** start of TEXT SHOWN **

So we come out half-baked.

Now if, when we popped out and into our first prehistoric diapers, there were hordes of hungry monkeys skulking around the veld, we would have quickly become crunchy snacks. No matter how smart we were, no matter how much potential we had to grow big and strong, we would have been powerless before the monkey.

Fortunately, we had mothers to provide for us. And nursing mothers had families to provide for them. Without these layers of protection, we would never have lived long enough to hunt and gather and breed and check Facebook.

Can we say the same for the ideas we hatch in those giant skulls?

When we hatch a delicate new idea, do we shelter it from the monkey? Do we make sure it has time to dry off and catch its breath, to have a few meals, to interact with its brothers and sisters? Or do we grab it roughly, put it under a bright light and a magnifying klass, jab it and prod it and shake it hard?

If it has some flaws, do we toss the new idea aside? What if it has a few lumpy bits that could be massaged away, some unnecessary bits that just need pruning? What are we doing to secure the incubator and give our ideas time to grow?

** end of TEXT SHOWN **

> **PROBLEM TO WORK ON**: Retype the stretch of the passage on sheltering new ideas from "When we hatch" through "time to grow?", word for word.

** start of DATA SHOWN **

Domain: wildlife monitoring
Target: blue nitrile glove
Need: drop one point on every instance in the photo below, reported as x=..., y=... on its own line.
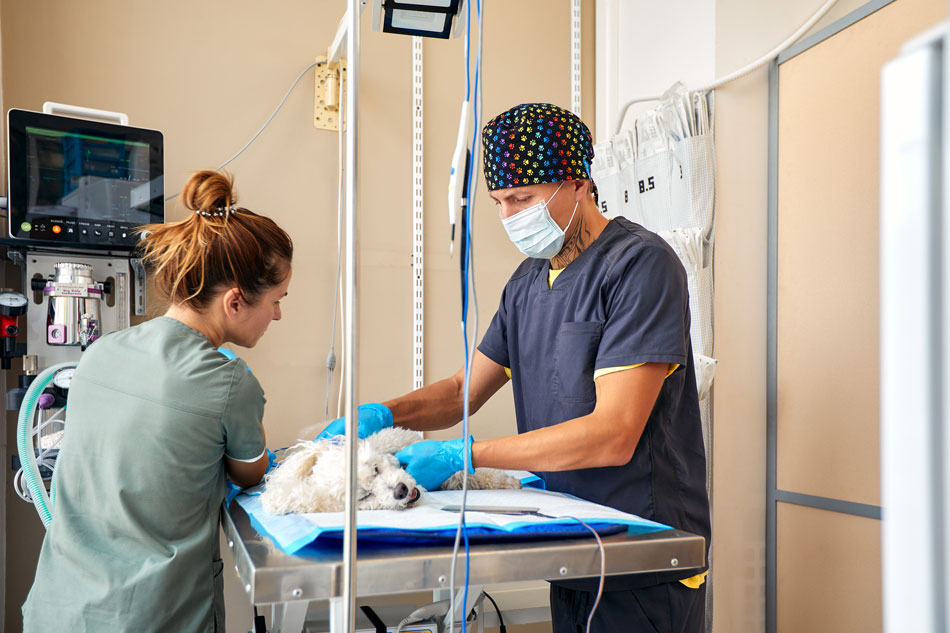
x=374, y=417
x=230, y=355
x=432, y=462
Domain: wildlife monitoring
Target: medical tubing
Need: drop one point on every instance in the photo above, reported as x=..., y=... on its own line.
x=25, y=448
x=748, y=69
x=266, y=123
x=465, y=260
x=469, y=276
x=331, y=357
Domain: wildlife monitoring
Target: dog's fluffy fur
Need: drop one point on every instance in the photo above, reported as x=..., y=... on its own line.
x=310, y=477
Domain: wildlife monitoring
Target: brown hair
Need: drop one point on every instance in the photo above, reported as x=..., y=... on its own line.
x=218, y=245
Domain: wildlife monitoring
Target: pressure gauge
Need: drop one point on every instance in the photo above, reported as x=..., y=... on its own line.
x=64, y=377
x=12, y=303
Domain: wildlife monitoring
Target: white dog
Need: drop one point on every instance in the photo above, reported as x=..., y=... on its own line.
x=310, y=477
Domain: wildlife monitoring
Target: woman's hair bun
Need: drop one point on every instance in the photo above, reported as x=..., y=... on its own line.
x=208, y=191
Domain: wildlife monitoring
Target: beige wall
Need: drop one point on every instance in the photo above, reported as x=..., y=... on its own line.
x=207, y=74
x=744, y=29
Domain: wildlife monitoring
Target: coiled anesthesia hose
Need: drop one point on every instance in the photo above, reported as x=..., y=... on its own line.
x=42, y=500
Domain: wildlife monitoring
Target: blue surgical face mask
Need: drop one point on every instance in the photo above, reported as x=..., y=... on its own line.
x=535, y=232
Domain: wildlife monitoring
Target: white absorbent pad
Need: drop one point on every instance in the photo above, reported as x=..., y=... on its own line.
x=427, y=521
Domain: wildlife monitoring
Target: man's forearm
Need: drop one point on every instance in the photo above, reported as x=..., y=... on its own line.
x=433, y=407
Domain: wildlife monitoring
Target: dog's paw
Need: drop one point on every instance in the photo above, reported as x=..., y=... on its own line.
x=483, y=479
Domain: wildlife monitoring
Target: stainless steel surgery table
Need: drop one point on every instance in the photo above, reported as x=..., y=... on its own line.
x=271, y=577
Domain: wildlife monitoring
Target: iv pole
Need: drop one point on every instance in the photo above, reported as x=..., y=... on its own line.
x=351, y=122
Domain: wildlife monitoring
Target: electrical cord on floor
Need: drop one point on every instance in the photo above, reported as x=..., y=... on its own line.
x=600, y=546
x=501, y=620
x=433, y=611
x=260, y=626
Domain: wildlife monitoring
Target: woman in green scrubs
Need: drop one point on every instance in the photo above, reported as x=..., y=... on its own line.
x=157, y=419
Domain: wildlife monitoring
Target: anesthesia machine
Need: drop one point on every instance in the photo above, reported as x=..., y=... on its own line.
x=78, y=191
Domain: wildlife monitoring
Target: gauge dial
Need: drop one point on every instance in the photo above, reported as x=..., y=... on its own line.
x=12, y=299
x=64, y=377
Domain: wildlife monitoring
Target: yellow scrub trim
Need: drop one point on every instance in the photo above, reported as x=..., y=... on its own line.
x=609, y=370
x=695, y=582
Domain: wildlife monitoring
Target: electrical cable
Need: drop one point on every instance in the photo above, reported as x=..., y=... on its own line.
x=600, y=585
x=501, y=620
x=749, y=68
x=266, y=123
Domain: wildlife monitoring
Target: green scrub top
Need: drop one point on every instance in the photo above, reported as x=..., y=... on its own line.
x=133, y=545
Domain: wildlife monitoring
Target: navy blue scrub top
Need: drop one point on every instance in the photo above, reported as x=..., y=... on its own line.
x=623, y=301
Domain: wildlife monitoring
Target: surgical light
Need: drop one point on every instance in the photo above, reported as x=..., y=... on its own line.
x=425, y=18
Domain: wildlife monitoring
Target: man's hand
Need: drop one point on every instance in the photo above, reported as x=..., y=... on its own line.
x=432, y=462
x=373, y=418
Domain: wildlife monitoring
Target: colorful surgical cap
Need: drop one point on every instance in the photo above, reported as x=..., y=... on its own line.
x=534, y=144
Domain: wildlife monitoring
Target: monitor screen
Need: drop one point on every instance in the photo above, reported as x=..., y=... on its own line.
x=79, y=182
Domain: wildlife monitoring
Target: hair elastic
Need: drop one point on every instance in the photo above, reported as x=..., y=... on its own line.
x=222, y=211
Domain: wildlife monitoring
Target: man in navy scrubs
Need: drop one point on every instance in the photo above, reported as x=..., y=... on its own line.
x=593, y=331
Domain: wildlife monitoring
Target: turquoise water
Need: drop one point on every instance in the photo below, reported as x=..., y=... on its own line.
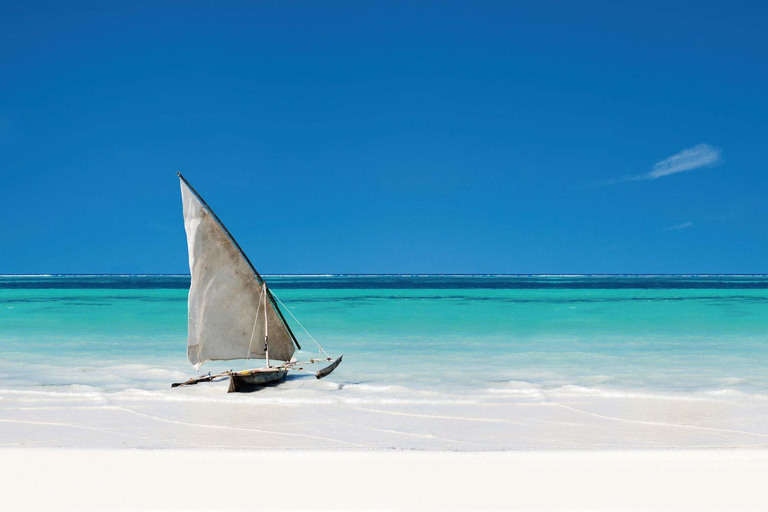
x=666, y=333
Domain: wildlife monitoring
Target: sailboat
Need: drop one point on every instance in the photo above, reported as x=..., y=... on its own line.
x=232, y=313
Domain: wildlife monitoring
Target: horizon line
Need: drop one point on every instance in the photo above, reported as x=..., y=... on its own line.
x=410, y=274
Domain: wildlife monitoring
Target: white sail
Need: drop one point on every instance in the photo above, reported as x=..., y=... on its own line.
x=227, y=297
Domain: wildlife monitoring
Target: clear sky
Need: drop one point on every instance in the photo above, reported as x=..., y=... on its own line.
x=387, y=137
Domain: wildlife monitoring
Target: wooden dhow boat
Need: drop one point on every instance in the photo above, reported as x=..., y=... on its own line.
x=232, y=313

** end of DATA SHOWN **

> **OUTPUT BELOW**:
When we hatch a delicate new idea, do we shelter it from the monkey? Do we make sure it has time to dry off and catch its breath, to have a few meals, to interact with its brothers and sisters? Or do we grab it roughly, put it under a bright light and a magnifying klass, jab it and prod it and shake it hard?

If it has some flaws, do we toss the new idea aside? What if it has a few lumpy bits that could be massaged away, some unnecessary bits that just need pruning? What are we doing to secure the incubator and give our ideas time to grow?